• Exercise objective: Can you rename "agility tunnel" to "play tunnel" in the records, starting with the line that contains "Place one point per instance of the red" and going on through the end of the records, and give back only those lines with nothing else changed?

__________

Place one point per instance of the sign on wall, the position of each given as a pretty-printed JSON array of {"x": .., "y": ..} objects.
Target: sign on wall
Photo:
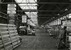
[{"x": 24, "y": 18}]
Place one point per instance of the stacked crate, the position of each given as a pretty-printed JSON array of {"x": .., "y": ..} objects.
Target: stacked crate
[
  {"x": 9, "y": 38},
  {"x": 14, "y": 35}
]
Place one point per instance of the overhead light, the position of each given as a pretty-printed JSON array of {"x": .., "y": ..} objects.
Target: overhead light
[
  {"x": 58, "y": 14},
  {"x": 66, "y": 9}
]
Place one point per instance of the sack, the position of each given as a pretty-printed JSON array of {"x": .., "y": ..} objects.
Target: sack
[{"x": 61, "y": 45}]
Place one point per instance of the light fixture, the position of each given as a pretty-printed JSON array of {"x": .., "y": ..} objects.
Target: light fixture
[
  {"x": 58, "y": 14},
  {"x": 66, "y": 9}
]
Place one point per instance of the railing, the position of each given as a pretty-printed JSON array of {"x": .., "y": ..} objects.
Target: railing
[{"x": 9, "y": 38}]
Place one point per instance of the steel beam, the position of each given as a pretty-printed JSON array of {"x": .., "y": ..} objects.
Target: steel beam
[{"x": 36, "y": 2}]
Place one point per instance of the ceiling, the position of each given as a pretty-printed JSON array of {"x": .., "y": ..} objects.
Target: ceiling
[{"x": 49, "y": 10}]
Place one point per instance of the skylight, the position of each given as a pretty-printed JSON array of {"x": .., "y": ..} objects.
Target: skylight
[{"x": 29, "y": 5}]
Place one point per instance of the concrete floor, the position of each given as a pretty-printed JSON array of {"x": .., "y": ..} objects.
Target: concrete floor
[{"x": 42, "y": 41}]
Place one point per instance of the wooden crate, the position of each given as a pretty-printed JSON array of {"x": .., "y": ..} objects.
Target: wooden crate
[{"x": 9, "y": 47}]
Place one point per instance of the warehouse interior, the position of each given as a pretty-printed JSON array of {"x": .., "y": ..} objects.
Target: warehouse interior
[{"x": 35, "y": 24}]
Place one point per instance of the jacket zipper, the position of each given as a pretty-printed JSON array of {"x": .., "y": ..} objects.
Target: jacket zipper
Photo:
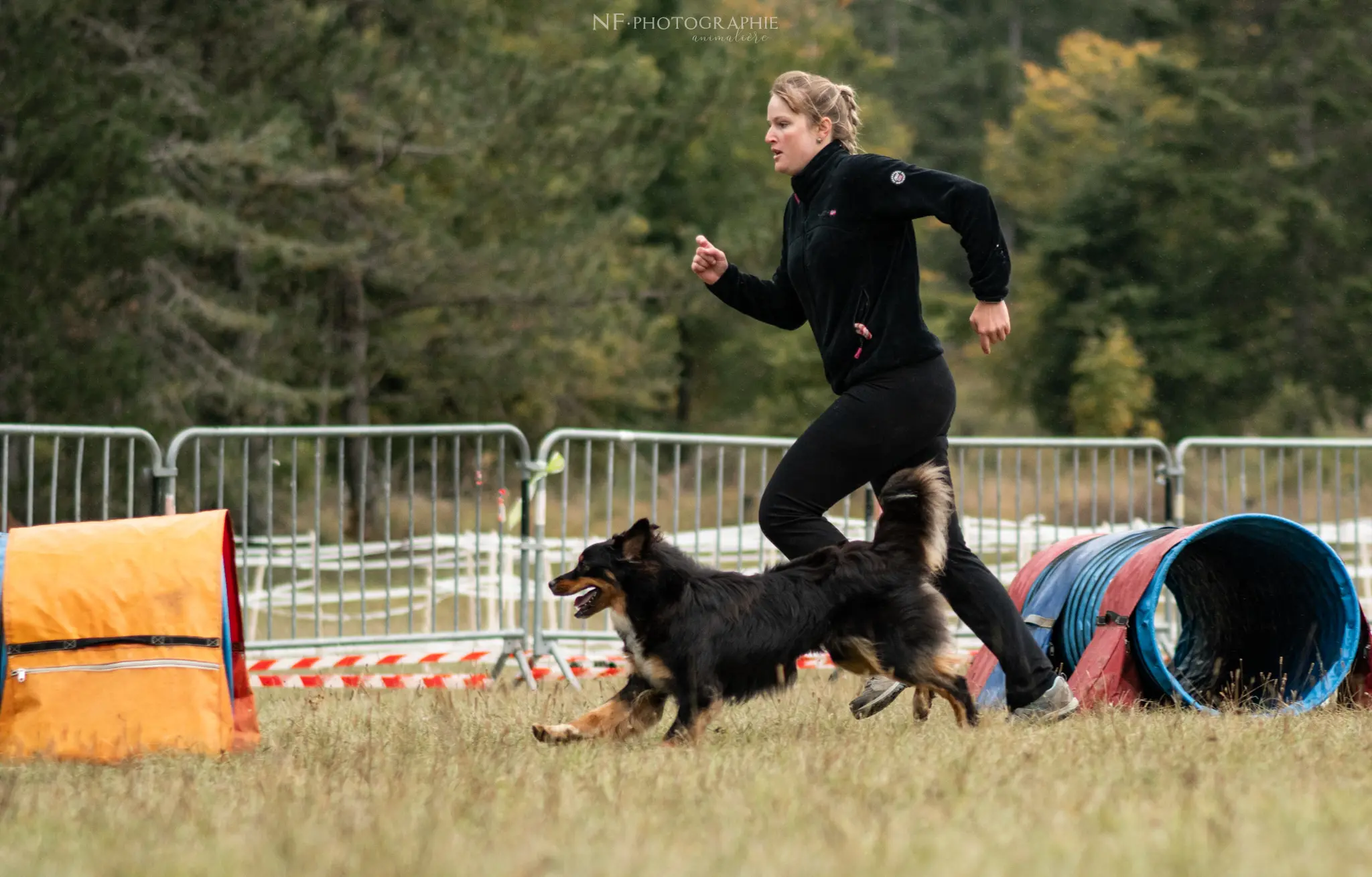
[
  {"x": 22, "y": 673},
  {"x": 864, "y": 332}
]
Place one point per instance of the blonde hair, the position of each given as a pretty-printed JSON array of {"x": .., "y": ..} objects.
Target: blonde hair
[{"x": 815, "y": 96}]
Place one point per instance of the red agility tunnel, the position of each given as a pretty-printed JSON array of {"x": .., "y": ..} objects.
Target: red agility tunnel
[{"x": 1270, "y": 616}]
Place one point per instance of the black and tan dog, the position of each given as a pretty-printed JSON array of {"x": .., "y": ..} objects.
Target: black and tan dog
[{"x": 704, "y": 636}]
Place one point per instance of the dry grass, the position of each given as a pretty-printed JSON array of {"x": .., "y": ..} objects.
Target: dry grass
[{"x": 437, "y": 783}]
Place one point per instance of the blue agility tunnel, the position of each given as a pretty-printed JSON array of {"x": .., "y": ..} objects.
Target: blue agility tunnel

__________

• Problem solution:
Place one point per instance of the red play tunnel, the position of each given as a pretty-printed JSON array of {"x": .., "y": ..} objects.
Target: red play tunnel
[{"x": 1270, "y": 616}]
Place one point per instance of the black and tan dog, the position of each given as a pretty-printed JSON array of {"x": .., "y": ..} objects.
Target: black and tan dog
[{"x": 704, "y": 636}]
Place one point per instance of the dry grass, the position of each given as a pretty-printed JSON array of {"x": .., "y": ..} objects.
Target: dry grass
[{"x": 437, "y": 783}]
Place one point per instance of the blue play tunnel, the position of each given as a pretty-printed JSON array of {"x": .., "y": ..} objects.
Target: blue play tunnel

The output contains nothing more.